**PROBLEM DETAILS**. Reproduce exactly, and exclusively, the lines from the line containing "Target: front door handle" through the final line of the listing below.

**EXCERPTED RECORDS**.
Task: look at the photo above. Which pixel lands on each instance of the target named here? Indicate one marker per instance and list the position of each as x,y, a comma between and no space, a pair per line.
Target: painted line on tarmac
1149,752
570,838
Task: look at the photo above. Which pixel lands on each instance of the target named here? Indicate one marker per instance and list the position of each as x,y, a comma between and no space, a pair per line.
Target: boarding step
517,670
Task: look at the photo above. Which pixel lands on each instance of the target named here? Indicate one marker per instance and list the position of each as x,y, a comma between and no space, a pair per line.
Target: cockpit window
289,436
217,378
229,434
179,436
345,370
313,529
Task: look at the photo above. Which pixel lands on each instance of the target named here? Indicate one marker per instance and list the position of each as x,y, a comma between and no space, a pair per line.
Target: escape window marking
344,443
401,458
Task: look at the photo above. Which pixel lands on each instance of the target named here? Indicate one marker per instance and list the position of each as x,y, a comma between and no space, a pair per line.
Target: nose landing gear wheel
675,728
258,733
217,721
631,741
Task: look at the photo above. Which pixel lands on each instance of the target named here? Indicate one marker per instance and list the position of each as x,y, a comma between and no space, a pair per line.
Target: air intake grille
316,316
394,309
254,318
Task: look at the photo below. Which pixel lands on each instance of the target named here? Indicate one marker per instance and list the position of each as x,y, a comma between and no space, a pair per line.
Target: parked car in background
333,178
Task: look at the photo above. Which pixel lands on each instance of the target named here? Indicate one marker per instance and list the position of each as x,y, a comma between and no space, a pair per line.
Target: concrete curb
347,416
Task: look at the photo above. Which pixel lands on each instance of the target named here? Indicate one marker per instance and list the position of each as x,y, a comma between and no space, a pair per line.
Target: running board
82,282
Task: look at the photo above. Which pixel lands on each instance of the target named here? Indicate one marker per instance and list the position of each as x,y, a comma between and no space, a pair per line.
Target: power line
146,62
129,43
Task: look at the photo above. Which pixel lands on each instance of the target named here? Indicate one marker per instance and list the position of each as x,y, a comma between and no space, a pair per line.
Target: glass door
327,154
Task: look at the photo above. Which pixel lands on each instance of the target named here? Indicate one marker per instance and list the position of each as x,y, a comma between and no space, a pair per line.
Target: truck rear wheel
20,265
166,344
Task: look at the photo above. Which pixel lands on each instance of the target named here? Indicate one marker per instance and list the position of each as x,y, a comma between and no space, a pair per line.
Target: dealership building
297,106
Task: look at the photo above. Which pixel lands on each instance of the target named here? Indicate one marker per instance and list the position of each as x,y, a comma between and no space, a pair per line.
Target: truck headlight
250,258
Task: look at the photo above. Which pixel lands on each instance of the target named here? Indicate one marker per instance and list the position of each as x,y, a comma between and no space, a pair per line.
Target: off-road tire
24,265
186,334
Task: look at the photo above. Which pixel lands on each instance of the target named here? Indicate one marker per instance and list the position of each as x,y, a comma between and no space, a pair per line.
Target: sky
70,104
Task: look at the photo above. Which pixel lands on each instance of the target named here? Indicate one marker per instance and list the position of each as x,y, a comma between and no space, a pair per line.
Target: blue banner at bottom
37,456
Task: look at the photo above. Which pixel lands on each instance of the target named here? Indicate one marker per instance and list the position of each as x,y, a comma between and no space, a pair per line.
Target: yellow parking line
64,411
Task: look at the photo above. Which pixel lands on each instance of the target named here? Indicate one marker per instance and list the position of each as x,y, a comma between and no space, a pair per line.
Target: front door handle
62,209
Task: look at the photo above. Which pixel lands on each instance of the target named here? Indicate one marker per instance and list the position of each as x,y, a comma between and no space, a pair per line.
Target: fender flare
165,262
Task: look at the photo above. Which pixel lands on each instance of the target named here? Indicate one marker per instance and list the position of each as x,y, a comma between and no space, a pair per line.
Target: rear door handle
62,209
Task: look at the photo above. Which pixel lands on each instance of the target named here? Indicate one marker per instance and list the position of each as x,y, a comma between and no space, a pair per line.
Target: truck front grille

**EXERCISE OUTPUT**.
Target: front door handle
62,209
Task: look at the photo above. Which pixel lands on each instance of the target named here? Indicate one marker per instance and list the position of each as x,y, a comma between and no space, a pair per line.
Target: fender flare
165,262
Task: look at the photo above. Which pixel lands on each instance of the target named here? Indicate one marker per instance and list the position of each as x,y, a comma between and no space, a pair per line.
Target: rear door handle
62,209
Task: look at the photo above. Which pixel lands on each instance of the target named here? Indicate one marker per instance and list the position of each as x,y, a comma between and no space, a pair per line.
Target: truck front grille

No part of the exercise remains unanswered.